──────── Selection ────────

# re: how do you stop a fleeing sparring partner??



## martial sparrer (Aug 1, 2013)

if you watched ufc on fox 8 - rory vs. ellenburger....you can relate

my sparring partner has been training 1 year vs. my five....so we are both new....

the thing is...when I come in....he really flees....or what he does is band over and cover up....

obviously I don't want to hit a bent over partner because its not cool.....

last night I felt like rory macdonald......I was getting my jab going and that's about it

I kept on pressing because that is my nature but he kept moving back way too much


----------



## Balrog (Aug 1, 2013)

Run his butt out of the ring every single time he does that.  Eventually, he's gonna learn that he has to spar and not run.


----------



## martial sparrer (Aug 2, 2013)

or I may just start taking him down.....I threw a punch and then roundhouse at one point and missed his ducking head by a couple of inches,,,,,that was scary for him....


----------



## Aiki Lee (Aug 2, 2013)

Step on his feet. You can move forward faster than he can move backwards.


----------



## Cyriacus (Aug 3, 2013)

Well, you can start by just closing the gap. Dont let your imagination run wild with 'but he could do this or this!'. Yeah, right. Because he isnt worried about what you might do to him as you close in


----------



## Drose427 (Aug 8, 2013)

This concept applies to any martial art or combative sport.....Stay on him like white on rice. Put him in the corner or against the cage long enough when they start to flee and eventually they'll  get the memo and start fighting back instead of fleeing


----------



## K-man (Aug 8, 2013)

Sounds to me like this is a total mismatch. If I had a student with just one year experienced being stood over by someone with five I would be most upset. Perhaps you should find a sparring partner closer to your own ability.  :asian:


----------



## martial sparrer (Aug 13, 2013)

so now that I have more info on the situation....

I am a home trainer of mma....I have a small mma gym in basement and I have sparring partners in....

this guy was supposedly in mma classes at his gym....I taught him the basics of boxing and kicking.....and I told him keep up the mma classes and I told him he has to stretch and practice etc.

now I know he hasn't been doing the classes or even stretching.....

so I wont train with him anymore....kinda pissed about it too.....


----------



## martial sparrer (Aug 13, 2013)

five years every day vs. nothing is not fair.....I mean I know my technique is probably crap....but now I know why he is timid....


----------

──────── Information shown ────────

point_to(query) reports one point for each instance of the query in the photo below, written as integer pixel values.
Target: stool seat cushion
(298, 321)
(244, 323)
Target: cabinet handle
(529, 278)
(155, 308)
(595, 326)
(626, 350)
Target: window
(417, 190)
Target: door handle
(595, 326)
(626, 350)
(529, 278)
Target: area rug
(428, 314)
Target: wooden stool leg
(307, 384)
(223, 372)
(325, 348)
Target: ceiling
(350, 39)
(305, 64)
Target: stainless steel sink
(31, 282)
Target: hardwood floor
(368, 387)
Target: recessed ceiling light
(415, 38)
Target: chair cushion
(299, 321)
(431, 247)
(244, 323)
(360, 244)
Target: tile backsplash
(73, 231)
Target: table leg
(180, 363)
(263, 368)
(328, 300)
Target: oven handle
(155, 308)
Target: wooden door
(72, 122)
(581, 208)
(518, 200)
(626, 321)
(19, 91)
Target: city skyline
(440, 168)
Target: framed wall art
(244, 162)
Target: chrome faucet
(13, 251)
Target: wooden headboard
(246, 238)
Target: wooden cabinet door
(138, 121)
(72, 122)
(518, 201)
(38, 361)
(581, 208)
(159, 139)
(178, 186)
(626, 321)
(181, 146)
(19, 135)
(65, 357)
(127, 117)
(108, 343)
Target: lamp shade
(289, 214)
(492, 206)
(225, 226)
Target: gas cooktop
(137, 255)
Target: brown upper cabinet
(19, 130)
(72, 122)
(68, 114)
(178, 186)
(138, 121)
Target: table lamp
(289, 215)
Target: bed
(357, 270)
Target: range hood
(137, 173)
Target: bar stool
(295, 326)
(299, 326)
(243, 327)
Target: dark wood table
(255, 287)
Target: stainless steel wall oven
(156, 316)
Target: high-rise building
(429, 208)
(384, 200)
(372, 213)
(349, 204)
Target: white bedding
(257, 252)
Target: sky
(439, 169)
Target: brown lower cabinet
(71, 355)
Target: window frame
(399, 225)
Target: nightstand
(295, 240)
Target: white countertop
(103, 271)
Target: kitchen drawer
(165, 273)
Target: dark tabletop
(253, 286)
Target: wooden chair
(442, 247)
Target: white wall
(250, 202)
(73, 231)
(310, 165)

────────
──────── Information shown ────────

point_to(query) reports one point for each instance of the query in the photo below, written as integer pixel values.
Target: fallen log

────────
──────── Information shown ────────

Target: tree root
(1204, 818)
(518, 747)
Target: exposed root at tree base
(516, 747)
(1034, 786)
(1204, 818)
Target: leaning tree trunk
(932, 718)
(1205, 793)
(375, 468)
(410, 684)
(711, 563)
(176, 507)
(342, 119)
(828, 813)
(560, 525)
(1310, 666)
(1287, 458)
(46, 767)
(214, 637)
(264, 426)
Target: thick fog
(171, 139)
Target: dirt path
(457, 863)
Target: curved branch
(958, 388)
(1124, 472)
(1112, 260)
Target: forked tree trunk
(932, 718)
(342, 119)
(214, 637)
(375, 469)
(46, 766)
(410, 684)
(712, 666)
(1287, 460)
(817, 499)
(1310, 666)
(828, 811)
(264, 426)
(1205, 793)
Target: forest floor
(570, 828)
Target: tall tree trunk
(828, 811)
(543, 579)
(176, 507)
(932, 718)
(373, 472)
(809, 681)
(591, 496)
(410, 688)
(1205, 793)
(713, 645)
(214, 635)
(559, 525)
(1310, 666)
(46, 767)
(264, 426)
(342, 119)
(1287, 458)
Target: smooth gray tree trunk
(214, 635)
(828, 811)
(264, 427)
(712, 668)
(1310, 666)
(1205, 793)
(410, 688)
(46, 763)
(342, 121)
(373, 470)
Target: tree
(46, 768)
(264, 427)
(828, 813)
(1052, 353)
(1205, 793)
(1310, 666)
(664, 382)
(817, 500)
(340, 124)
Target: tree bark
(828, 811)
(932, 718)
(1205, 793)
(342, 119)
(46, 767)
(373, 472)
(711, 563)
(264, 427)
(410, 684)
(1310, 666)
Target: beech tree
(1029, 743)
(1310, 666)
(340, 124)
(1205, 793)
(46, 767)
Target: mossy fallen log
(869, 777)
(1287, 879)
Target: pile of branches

────────

* [Written task 1]
Answer these about the sparring thread:
(a) How many years has the original poster been training, according to the first post?
(b) Which poster advises stepping on the partner's feet?
(c) Where is the original poster's small MMA gym?
* [Written task 2] Transcribe the part of the sparring thread starting at "## Balrog (Aug" and ending at "scary for him....".

* [Output 1]
(a) Five years.
(b) Aiki Lee.
(c) In the basement.

* [Output 2]
## Balrog (Aug 1, 2013)

Run his butt out of the ring every single time he does that.  Eventually, he's gonna learn that he has to spar and not run.


----------



## martial sparrer (Aug 2, 2013)

or I may just start taking him down.....I threw a punch and then roundhouse at one point and missed his ducking head by a couple of inches,,,,,that was scary for him....